*Apply what you read*
A) In the forum thread, what is said to explain the model's failures of arithmetic?
B) From the forum thread, reproduce the passage between "You can’t claim" and "old can generalize.", inclusive.

*Excerpt*
--- START ---

This doesn't seem like a good criterion to judge the system's ability to understand/model. It seems like a reflection of OpenAI's (lack of) ability to inspect/interpret/manipulate the system's state. I highly doubt that there is a long list of "counter-prompts" stuffed into the input (i.e. "but don't say this this this..."). They probably have some side mechanism to detect "dangerous" prompts and short-circuit its responses or a second-layer "metacognition" system that gates access to the full model and presumably can be trained fast/independently. The point is, failures to gate access to the full model do not imply failures of the full model to understand.
>There’s many other examples of nondeterministic arithmetic, naive word associations, and general “WTF moments”
Its failures of arithmetic are well explained by BPE encoding. Judging it by its other failures is also a mistake. Humans make odd mistakes all the time. It's simply that the failure modes for LLMs are different than that of a human and so we don't recognize understanding in LLM failure modes while we do in spite of human failures.
This is exactly the kind of internally inconsistent reply I’d expect from ChatGPT.
You can’t claim that it‘s a duck because it quacks and walks like a duck as long as you ignore all the times it barks like a dog. If the model isn’t accessible how do you know it exists? If it has an actual model how does it break from something as silly as BPE encodings? It’s like a rocket scientist tripping up over 1 + 1. “Don’t talk about subject X” is literally something a five tear old can generalize.
It’s no accident that most of its failure modes remind me of Charlie from It’s Always Sunny in Philadelphia or Ricky from Trailer Park Boys where the writers have dumb characters play with word association for comedic effect. Two turnips in heat.

--- END ---

*Dataset records*
--- START ---

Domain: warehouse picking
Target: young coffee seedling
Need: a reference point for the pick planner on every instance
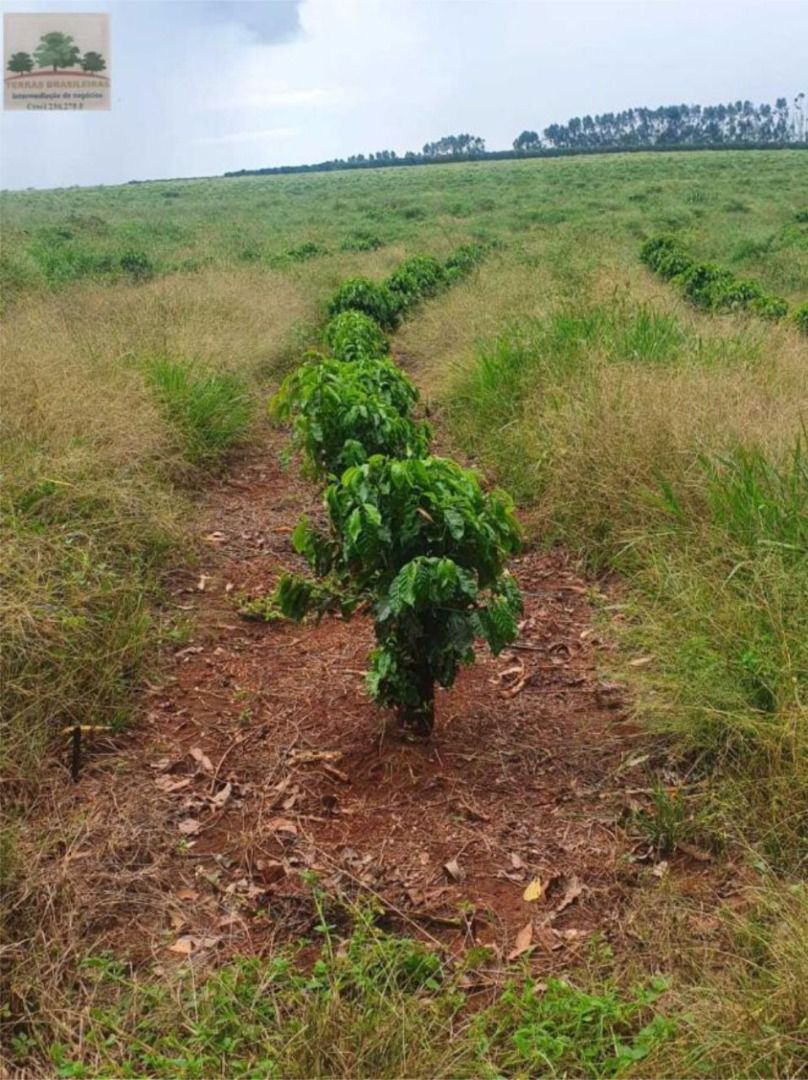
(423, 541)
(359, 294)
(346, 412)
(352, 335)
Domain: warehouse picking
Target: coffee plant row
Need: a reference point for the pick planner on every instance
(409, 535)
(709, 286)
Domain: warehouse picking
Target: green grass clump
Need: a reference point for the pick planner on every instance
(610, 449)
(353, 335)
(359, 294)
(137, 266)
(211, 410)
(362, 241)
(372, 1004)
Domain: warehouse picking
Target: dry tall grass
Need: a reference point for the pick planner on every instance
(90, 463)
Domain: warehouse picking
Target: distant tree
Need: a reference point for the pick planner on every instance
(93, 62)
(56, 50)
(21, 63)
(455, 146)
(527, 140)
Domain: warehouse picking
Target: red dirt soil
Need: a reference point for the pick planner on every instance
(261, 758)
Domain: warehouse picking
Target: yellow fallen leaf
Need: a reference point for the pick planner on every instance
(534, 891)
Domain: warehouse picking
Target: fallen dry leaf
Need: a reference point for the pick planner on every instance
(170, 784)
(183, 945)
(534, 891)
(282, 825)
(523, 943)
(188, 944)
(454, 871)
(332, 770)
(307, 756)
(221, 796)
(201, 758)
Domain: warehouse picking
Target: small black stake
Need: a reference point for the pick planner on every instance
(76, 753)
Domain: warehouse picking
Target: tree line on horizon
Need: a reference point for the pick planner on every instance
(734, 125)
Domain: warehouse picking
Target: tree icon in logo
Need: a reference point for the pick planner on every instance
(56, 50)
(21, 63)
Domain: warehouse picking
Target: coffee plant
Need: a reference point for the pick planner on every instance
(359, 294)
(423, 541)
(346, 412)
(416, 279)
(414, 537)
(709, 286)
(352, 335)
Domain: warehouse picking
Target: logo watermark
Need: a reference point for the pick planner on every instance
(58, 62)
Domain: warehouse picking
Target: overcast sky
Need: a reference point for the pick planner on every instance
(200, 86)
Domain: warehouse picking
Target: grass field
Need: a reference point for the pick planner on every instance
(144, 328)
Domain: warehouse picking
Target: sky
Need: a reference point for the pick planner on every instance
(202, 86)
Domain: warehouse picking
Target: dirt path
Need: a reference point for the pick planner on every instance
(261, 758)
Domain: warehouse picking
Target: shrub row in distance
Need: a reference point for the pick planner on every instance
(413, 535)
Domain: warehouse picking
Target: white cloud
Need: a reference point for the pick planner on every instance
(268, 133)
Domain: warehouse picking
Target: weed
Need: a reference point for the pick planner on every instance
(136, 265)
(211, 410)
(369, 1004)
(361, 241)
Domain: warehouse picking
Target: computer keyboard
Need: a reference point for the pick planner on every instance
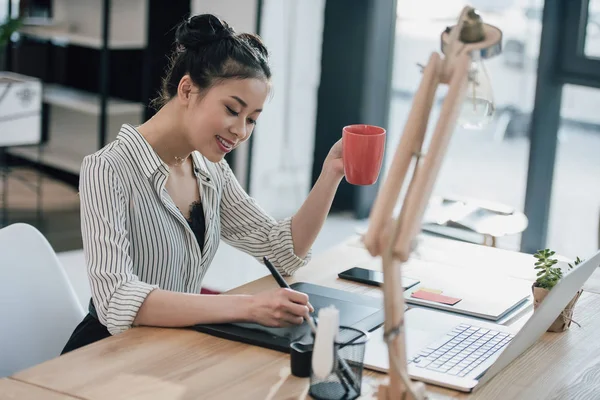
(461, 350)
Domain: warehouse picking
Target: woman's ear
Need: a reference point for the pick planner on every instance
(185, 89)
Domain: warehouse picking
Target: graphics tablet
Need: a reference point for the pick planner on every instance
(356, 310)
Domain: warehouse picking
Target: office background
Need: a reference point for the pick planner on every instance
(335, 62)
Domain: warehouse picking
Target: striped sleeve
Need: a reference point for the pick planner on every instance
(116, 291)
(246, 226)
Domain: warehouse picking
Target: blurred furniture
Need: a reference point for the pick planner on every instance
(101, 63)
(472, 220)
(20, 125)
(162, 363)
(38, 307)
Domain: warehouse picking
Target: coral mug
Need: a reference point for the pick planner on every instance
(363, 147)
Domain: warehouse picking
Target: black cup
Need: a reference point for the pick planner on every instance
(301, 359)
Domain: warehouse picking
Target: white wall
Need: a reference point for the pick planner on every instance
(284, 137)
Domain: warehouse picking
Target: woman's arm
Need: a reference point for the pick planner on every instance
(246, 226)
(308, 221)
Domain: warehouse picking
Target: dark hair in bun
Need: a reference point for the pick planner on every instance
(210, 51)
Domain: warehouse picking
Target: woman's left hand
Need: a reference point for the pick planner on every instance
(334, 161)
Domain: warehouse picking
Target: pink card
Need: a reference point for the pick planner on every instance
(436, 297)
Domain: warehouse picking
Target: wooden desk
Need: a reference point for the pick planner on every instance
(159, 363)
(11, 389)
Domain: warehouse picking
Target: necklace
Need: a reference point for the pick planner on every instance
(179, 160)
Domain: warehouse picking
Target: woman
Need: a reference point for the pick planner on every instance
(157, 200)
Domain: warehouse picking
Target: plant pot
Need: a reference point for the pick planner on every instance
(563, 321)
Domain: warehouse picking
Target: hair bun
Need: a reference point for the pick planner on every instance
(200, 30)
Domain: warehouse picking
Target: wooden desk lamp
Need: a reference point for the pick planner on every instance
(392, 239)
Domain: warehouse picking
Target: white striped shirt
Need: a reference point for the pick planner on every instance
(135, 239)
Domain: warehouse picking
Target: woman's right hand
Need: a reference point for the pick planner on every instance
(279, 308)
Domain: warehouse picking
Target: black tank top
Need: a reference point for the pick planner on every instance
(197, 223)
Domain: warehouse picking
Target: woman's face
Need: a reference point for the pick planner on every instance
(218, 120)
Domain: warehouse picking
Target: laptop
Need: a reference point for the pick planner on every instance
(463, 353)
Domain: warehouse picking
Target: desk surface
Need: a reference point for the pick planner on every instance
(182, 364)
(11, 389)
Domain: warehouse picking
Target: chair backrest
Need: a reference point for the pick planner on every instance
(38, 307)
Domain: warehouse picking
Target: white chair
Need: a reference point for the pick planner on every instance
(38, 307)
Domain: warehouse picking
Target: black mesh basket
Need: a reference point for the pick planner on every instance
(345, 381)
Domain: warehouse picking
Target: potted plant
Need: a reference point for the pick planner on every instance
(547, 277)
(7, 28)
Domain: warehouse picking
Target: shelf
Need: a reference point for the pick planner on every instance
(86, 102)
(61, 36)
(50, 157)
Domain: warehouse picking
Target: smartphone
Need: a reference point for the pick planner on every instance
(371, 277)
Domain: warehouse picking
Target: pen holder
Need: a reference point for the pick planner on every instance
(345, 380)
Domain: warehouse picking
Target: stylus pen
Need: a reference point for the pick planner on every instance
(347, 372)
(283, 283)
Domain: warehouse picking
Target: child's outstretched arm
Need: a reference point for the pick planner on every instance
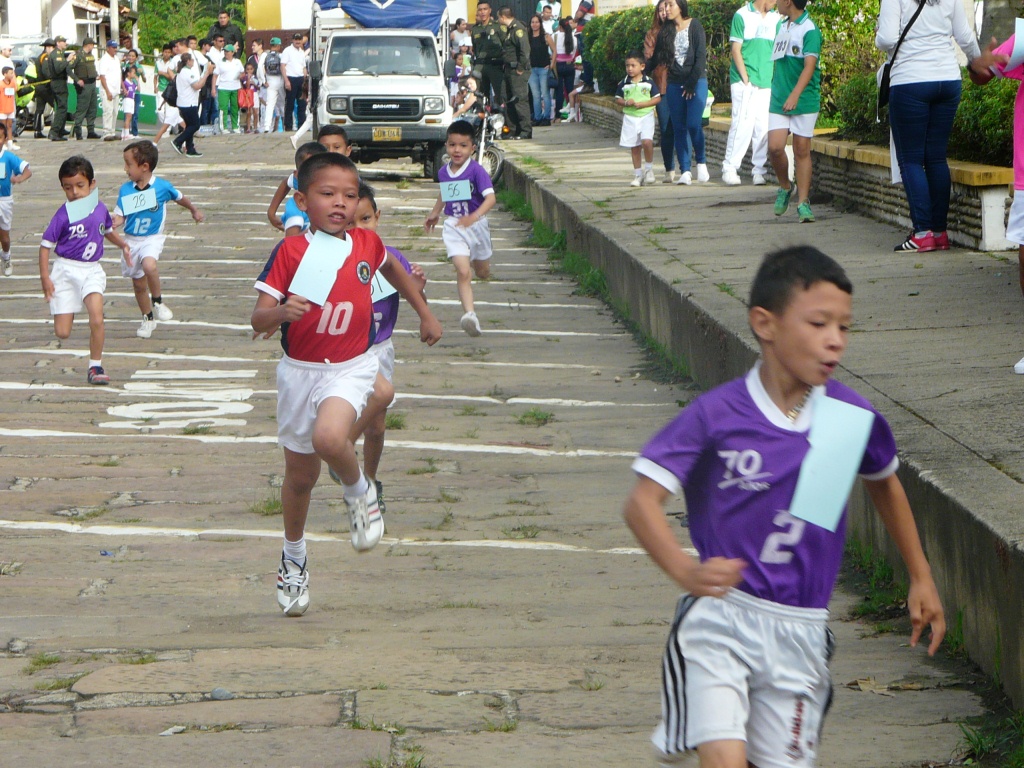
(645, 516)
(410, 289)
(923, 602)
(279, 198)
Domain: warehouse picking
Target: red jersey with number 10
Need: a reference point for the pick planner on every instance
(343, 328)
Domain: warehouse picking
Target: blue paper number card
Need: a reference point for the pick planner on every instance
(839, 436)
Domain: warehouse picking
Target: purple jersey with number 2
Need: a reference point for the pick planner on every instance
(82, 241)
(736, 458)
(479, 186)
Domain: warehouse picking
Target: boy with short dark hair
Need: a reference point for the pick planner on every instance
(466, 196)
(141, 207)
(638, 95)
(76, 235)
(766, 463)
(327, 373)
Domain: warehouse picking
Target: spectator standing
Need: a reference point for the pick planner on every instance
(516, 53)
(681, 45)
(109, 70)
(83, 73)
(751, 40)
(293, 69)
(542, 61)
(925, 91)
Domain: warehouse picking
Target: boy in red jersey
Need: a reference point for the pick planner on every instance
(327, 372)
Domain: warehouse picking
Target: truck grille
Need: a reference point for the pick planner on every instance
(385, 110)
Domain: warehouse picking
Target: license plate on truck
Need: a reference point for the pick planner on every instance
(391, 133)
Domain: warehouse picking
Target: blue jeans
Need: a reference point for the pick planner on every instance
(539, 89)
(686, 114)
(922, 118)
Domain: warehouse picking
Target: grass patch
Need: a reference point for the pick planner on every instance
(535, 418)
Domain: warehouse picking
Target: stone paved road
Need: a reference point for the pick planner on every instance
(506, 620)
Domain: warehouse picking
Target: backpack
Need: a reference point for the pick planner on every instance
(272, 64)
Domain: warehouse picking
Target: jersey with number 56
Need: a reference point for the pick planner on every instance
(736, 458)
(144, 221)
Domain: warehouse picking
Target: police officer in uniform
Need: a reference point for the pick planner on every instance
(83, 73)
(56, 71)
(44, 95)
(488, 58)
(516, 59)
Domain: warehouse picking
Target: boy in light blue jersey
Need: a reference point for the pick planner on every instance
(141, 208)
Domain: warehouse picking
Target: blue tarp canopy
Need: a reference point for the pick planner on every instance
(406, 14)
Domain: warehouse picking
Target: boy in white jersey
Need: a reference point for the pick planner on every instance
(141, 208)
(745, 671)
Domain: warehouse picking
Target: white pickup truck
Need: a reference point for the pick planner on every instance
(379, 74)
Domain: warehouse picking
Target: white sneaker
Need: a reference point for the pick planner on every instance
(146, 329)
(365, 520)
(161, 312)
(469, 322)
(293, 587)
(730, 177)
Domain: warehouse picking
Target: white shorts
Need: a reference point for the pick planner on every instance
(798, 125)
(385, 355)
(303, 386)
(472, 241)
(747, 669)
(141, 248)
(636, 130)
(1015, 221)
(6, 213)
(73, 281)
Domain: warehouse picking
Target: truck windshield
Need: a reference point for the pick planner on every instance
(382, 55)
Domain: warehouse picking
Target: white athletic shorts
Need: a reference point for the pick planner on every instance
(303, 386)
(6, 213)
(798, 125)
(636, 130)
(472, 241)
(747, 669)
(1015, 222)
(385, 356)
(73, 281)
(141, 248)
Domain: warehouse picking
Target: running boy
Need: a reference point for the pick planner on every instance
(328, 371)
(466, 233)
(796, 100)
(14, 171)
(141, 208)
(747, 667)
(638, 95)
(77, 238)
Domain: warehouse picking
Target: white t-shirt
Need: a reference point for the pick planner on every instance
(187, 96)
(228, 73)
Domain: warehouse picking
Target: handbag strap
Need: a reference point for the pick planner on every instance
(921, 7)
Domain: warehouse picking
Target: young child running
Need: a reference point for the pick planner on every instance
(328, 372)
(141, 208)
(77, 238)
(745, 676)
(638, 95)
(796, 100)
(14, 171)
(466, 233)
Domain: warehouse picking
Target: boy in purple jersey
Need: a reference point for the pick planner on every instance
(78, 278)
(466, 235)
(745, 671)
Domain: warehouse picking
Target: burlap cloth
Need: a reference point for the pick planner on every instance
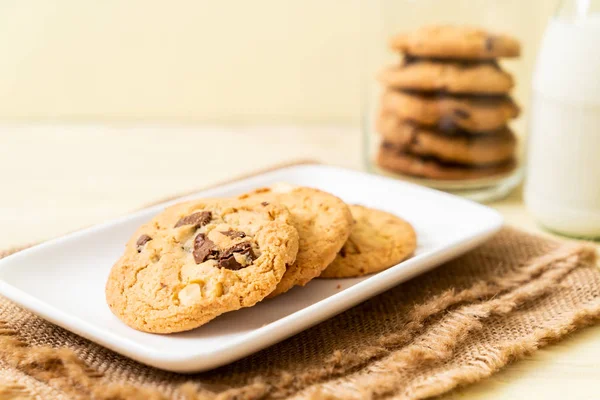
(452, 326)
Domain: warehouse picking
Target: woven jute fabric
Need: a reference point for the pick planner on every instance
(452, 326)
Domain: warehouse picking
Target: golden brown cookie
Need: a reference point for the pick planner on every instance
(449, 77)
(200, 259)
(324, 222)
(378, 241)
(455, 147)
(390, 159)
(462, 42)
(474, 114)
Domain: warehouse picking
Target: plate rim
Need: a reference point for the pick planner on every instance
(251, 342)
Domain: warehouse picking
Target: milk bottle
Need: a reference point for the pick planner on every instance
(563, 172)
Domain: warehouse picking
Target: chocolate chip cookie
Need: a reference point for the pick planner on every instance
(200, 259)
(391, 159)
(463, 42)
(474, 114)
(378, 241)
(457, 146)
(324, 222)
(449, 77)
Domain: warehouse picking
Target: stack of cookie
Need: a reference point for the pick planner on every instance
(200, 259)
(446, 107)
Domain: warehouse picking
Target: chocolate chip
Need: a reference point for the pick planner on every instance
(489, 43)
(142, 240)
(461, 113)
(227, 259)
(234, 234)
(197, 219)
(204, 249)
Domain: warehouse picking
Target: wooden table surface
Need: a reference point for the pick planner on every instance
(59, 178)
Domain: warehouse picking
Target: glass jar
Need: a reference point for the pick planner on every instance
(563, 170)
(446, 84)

--- END ---

*Solution list*
A) BPE encoding.

B)
You can’t claim that it‘s a duck because it quacks and walks like a duck as long as you ignore all the times it barks like a dog. If the model isn’t accessible how do you know it exists? If it has an actual model how does it break from something as silly as BPE encodings? It’s like a rocket scientist tripping up over 1 + 1. “Don’t talk about subject X” is literally something a five tear old can generalize.